**BRIEF**
Reproduce the rows from the line containing "The service MUST place a point on the cluster" through the end of the rows, requests included, and add -43 to every x and y coordinate in the answer points.

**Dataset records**
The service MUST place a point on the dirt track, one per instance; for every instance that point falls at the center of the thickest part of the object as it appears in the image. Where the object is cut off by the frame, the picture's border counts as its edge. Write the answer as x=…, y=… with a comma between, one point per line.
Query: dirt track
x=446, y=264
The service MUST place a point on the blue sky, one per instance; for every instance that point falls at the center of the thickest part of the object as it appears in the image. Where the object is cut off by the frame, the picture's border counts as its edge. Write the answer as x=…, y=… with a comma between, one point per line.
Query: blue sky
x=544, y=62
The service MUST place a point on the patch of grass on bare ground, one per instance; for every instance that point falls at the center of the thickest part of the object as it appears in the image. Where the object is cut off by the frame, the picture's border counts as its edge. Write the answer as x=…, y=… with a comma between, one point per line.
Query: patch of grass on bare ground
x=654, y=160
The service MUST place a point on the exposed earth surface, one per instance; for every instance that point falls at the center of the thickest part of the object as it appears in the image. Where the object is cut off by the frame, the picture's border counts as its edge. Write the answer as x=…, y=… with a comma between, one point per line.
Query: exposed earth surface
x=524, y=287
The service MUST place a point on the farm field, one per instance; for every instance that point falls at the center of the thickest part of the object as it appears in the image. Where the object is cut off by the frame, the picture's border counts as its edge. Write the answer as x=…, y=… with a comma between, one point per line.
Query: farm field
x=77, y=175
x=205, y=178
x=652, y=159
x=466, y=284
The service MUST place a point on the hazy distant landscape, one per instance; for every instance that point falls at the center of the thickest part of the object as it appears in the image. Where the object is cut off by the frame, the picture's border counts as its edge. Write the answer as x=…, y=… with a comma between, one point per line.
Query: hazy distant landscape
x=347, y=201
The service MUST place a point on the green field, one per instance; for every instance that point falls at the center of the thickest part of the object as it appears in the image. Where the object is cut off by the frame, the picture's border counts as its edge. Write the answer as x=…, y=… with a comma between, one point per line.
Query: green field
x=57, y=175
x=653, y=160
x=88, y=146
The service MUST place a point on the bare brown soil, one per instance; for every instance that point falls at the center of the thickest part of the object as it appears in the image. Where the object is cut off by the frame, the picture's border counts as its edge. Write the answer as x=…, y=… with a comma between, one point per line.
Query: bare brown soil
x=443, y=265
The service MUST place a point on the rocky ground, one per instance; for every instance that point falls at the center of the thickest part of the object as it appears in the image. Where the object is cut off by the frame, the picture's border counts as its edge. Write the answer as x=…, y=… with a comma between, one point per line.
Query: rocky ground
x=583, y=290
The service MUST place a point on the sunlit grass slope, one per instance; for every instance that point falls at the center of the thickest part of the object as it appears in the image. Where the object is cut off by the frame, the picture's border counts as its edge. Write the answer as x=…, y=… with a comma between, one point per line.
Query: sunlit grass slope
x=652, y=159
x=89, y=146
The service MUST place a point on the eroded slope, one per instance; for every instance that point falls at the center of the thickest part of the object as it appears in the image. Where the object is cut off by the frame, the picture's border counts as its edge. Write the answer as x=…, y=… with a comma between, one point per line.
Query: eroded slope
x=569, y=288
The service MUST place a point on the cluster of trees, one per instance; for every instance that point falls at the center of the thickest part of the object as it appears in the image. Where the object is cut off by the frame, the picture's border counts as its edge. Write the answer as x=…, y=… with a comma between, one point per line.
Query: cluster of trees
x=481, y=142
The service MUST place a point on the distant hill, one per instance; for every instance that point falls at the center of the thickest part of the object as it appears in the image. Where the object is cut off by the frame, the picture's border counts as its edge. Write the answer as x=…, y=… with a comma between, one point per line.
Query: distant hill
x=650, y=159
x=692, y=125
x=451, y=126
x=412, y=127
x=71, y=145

**FULL ANSWER**
The service MUST place a point on the cluster of trees, one per instance; for every instance that point falls at the center of the thickest part of the object as it appears in the image. Where the object is cut off by the frame, the picture's border counts as its edge. Write the answer as x=…, y=… with a comma between, one point per line.
Query: cluster of trees
x=438, y=99
The service MUST place a point on the distant hill, one per instance; for every instance that point falls at the center of the thickest part of the object as it appears in the image. Where the object is cut off by the frame, the picture's border counts as its edge. Write the answer as x=…, y=… with a comma between, one point per line.
Query: distant hill
x=607, y=116
x=649, y=82
x=408, y=83
x=369, y=84
x=28, y=102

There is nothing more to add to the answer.